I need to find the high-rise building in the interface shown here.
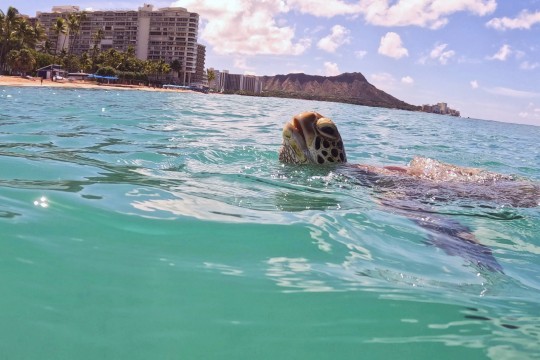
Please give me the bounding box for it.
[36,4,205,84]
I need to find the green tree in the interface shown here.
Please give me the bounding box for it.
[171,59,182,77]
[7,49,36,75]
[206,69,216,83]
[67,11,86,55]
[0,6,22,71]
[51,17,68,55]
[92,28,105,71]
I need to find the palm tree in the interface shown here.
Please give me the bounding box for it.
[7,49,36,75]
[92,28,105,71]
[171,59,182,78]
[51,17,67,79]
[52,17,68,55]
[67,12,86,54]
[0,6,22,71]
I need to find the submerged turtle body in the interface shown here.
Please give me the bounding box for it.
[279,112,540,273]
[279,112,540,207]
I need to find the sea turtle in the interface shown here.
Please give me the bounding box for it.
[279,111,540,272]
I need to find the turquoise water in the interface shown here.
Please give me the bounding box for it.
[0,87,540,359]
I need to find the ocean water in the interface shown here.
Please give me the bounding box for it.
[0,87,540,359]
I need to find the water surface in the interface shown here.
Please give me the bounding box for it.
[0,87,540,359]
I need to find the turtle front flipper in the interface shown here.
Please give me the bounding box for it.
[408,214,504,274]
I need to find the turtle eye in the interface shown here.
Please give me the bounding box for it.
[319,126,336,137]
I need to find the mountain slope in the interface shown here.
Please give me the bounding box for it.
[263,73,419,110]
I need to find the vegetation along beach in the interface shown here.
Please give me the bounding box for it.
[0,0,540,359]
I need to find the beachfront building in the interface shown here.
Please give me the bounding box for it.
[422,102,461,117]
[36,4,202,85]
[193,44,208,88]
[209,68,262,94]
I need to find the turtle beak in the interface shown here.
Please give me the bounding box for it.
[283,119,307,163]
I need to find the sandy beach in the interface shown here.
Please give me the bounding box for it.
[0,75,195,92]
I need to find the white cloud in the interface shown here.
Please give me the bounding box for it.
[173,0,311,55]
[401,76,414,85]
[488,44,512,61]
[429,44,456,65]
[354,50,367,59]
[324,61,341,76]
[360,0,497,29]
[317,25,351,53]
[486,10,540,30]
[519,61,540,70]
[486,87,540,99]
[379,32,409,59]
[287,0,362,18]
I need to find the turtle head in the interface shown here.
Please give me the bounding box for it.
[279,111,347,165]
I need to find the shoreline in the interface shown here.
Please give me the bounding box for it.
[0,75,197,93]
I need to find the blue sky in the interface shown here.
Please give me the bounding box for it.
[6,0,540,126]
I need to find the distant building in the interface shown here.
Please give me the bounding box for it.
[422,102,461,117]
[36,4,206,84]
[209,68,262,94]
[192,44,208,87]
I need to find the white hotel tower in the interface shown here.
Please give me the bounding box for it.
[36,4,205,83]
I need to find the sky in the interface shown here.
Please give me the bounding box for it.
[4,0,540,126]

* * *

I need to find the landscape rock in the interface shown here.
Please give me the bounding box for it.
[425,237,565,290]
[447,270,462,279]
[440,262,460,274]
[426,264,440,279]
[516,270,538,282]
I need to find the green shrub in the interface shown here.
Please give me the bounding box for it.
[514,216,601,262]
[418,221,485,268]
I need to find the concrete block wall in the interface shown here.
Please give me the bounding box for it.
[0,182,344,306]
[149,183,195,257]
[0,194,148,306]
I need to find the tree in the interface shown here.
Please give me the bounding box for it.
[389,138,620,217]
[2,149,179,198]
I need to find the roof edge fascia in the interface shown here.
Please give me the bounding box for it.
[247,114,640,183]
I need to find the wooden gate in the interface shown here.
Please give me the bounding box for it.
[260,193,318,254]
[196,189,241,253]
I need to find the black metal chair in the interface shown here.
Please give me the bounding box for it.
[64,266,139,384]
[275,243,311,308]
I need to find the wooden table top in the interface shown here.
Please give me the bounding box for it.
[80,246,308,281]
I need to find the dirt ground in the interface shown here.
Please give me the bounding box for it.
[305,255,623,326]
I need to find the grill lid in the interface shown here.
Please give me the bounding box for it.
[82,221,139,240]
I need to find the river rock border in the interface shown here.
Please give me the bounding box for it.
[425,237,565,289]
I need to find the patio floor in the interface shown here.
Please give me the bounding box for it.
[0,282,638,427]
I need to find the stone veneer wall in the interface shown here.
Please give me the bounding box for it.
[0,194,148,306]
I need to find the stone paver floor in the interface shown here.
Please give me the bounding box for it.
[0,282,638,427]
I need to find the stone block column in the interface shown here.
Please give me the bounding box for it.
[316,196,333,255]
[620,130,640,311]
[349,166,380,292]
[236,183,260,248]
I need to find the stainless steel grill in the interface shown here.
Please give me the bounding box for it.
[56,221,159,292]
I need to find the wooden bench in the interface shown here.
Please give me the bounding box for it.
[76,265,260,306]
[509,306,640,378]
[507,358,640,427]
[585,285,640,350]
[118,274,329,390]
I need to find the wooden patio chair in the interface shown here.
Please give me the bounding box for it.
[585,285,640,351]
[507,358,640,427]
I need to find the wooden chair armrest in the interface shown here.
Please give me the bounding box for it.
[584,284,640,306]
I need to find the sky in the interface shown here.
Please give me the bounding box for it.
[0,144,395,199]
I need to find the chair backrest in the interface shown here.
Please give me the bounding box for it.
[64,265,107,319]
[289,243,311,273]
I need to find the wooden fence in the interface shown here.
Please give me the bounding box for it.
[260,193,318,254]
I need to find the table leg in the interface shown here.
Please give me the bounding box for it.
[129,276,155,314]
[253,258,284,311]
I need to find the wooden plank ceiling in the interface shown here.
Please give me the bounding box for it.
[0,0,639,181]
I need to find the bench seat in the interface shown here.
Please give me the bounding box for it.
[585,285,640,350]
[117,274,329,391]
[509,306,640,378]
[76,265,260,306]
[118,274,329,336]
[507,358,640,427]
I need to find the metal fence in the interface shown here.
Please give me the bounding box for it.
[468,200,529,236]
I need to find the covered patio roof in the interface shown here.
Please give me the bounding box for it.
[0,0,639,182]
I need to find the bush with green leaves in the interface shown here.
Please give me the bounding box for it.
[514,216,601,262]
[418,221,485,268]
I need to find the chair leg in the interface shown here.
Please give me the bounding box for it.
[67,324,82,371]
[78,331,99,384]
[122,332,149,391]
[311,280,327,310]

==

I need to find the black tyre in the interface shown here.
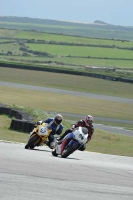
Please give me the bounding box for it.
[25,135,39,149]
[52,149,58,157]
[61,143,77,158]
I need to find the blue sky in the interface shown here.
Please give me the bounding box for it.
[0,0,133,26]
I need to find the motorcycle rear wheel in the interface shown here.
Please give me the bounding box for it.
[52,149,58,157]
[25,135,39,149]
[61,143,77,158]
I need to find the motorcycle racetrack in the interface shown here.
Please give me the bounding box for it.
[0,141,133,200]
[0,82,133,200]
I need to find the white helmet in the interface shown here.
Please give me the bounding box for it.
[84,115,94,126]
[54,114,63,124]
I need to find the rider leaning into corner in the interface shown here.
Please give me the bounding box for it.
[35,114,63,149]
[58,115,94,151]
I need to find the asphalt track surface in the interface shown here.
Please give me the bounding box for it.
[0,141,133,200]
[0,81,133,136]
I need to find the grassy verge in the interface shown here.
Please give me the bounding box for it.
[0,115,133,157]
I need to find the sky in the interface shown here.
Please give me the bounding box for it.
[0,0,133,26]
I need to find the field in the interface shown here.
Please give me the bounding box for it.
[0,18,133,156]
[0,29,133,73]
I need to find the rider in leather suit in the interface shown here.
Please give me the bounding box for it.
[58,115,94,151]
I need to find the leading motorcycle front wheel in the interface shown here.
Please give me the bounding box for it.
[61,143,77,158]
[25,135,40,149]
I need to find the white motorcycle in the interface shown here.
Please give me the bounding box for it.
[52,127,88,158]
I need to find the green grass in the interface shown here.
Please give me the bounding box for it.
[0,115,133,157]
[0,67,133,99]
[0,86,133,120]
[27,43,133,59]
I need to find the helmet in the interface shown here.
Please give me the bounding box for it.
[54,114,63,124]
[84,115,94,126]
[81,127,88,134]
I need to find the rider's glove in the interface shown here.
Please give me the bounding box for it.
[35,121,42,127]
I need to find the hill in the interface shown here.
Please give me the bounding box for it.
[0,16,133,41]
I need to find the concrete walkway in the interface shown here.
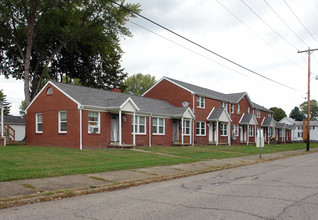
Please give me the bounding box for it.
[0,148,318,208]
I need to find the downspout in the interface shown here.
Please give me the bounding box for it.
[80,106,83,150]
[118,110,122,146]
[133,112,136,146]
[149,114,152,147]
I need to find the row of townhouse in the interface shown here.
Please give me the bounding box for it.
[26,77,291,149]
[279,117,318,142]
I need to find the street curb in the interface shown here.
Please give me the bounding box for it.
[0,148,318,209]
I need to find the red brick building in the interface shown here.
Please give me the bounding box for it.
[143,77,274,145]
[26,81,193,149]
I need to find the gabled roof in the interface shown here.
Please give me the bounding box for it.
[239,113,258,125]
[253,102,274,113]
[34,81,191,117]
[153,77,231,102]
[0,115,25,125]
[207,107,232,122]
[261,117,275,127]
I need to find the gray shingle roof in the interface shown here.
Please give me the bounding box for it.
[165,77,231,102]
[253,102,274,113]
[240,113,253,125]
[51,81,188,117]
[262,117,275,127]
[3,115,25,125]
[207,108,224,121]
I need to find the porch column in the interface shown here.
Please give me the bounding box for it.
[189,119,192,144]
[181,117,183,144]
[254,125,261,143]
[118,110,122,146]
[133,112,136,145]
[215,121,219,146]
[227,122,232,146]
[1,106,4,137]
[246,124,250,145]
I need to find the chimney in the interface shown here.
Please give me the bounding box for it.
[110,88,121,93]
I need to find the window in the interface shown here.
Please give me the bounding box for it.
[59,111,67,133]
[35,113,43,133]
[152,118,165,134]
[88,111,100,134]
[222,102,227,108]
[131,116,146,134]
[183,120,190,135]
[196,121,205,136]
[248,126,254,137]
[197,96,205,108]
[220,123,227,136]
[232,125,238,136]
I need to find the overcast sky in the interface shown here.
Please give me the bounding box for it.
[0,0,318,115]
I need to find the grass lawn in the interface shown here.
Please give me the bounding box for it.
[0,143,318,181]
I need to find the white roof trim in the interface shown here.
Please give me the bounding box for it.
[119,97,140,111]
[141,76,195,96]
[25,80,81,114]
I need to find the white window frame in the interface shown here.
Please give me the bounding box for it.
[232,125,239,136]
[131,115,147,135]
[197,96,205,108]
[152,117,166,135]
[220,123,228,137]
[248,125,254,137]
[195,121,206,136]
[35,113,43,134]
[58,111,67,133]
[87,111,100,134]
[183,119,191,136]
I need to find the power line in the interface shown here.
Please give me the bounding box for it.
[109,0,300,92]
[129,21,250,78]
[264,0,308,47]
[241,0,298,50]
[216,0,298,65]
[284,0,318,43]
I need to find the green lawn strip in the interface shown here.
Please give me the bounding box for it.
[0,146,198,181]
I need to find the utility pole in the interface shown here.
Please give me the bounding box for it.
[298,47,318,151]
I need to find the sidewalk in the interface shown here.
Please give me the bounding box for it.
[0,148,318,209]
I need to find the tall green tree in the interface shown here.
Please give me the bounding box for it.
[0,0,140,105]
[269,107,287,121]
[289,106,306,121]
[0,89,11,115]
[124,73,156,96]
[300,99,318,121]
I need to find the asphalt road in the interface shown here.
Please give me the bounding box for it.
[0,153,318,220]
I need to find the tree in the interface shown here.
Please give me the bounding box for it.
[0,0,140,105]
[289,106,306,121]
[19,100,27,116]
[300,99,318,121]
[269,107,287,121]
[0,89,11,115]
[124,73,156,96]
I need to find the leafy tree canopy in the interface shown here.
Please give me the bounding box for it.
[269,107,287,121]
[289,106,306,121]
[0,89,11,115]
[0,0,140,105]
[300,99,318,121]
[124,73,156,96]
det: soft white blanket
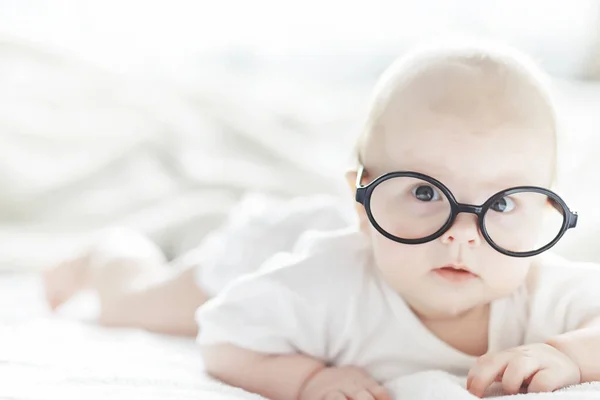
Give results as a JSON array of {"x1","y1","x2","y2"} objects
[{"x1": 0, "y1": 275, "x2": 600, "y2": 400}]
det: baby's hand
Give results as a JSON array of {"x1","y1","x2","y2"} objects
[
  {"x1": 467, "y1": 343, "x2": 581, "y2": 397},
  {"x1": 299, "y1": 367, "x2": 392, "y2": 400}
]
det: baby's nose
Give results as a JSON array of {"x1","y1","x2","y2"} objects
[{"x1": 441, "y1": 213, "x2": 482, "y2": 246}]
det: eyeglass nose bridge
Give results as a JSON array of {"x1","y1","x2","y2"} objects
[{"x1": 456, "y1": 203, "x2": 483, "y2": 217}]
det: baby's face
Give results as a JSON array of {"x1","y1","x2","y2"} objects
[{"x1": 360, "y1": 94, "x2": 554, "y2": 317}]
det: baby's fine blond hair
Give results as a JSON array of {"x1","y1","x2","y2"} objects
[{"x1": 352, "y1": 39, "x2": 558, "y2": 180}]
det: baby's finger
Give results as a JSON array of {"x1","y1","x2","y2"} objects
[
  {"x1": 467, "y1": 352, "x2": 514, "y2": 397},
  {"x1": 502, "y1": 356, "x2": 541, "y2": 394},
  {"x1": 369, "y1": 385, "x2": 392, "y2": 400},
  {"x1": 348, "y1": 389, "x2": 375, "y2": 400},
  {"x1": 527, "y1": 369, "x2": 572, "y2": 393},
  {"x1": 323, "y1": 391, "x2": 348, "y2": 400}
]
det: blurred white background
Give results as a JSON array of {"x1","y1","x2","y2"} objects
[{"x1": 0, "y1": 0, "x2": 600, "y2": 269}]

• [What the exercise asks] Copy the stretch of records from the line containing "I need to find the stainless" through the line containing "[311,280,327,310]", keeping the requests as they are and reducing every bounding-box coordinate by 11. Give only those lines.

• [Answer in full]
I need to find the stainless steel grill in the interface shown here.
Please give me the bounding box for it.
[45,210,148,281]
I need to find the wooden bench in the interface shown here.
Please give me the bounding box for it.
[65,254,249,295]
[498,295,629,367]
[496,347,629,416]
[574,274,629,339]
[107,263,318,379]
I need to find the wooden patio chair in the interface shown here.
Please give me the bounding box for it.
[574,274,629,340]
[496,347,629,416]
I need to find the wooden chair armrest in the interface shown here.
Please give me the bounding box for it.
[573,273,629,295]
I need to find the sky in the interface shown here.
Please give me the bounding box for it.
[-11,133,384,188]
I need to find the chair backrest in the interface shown here.
Please give me the bounding box for it.
[53,254,96,308]
[278,232,300,262]
I need to find the wooden fence in the interface shown here.
Please give me the bounding box for it.
[249,182,307,243]
I need to find the table leg in the interface shown here.
Please give me the bounding box for it.
[118,265,144,303]
[242,247,273,300]
I need to find the wooden plank ceiling in the interface shown here.
Please give me the bounding box for it.
[-11,-11,628,170]
I need to find the bench seat in the interface shown here.
Please give me the bounding box for it.
[574,274,629,339]
[106,263,318,380]
[498,295,629,367]
[65,254,249,295]
[107,263,318,325]
[496,347,629,416]
I need to find the metal fence in the interface shown here.
Please give me the bounding box for it.
[457,189,518,225]
I need to find the covered patio roof in the interface shown here.
Please give me the bounding box for it.
[-11,-11,628,171]
I need to find the bush with green leaves in the interface shown here.
Please give me the bounding box for it.
[503,205,590,251]
[407,210,474,257]
I need to find the chair leg in the interface shown here.
Please give me the bounding box for it.
[56,313,71,360]
[67,320,88,373]
[111,321,138,380]
[300,269,316,299]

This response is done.